Written problem>
Collect every line below that contains the string "response", copying each one in full.

:: Records for the task

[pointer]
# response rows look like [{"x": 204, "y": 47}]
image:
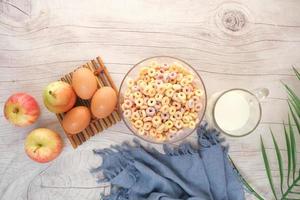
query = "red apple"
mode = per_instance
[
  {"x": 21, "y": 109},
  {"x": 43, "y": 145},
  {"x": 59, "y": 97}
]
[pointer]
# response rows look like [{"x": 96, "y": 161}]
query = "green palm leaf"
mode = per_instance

::::
:: Records for the task

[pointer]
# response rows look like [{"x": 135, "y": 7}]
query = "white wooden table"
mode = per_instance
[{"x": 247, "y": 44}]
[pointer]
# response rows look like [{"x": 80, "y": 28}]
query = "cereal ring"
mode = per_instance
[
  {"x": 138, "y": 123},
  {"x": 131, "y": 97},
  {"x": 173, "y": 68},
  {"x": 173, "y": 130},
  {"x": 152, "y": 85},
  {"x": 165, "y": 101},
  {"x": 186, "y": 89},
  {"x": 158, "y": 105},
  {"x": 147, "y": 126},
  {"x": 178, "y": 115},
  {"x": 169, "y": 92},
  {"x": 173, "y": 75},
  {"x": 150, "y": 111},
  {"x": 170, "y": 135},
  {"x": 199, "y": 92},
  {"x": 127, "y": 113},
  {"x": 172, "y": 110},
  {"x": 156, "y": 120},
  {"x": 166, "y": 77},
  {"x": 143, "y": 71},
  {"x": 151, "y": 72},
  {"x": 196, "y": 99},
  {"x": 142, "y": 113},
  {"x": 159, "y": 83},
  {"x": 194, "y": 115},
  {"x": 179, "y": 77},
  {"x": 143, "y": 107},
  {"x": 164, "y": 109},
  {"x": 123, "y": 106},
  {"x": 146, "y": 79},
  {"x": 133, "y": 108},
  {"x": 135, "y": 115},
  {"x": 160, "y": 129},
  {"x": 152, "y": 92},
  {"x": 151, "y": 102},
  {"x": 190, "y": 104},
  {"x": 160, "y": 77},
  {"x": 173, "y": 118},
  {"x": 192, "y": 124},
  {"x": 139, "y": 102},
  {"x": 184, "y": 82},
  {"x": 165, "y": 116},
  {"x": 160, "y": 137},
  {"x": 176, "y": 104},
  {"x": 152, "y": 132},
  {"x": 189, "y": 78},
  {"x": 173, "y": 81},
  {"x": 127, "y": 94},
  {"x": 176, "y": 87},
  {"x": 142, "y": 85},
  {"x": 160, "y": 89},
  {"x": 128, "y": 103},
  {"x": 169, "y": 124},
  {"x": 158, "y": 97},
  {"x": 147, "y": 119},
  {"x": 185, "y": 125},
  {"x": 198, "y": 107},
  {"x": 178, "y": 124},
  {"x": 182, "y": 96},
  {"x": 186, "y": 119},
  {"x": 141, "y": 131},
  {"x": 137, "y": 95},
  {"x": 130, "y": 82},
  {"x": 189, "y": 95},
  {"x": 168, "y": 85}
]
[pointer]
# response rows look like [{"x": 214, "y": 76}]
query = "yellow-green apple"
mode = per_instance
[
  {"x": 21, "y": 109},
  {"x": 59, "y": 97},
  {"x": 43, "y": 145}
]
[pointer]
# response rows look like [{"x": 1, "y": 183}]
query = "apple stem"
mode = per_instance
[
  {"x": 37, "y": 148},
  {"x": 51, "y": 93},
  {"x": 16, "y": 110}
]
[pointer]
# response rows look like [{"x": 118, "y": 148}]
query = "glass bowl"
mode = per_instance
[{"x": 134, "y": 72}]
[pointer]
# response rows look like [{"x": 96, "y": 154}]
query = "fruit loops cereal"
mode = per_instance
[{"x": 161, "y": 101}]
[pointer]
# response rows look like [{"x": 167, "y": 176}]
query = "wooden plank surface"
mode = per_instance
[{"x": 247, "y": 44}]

::::

Final result>
# response rows look like [{"x": 204, "y": 47}]
# response rows look like [{"x": 96, "y": 161}]
# response rows look like [{"x": 135, "y": 7}]
# response rows look like [{"x": 80, "y": 28}]
# response rows look like [{"x": 214, "y": 76}]
# response rows look like [{"x": 1, "y": 183}]
# response rows look like [{"x": 118, "y": 148}]
# response rows look like [{"x": 96, "y": 154}]
# response rows look like [{"x": 167, "y": 176}]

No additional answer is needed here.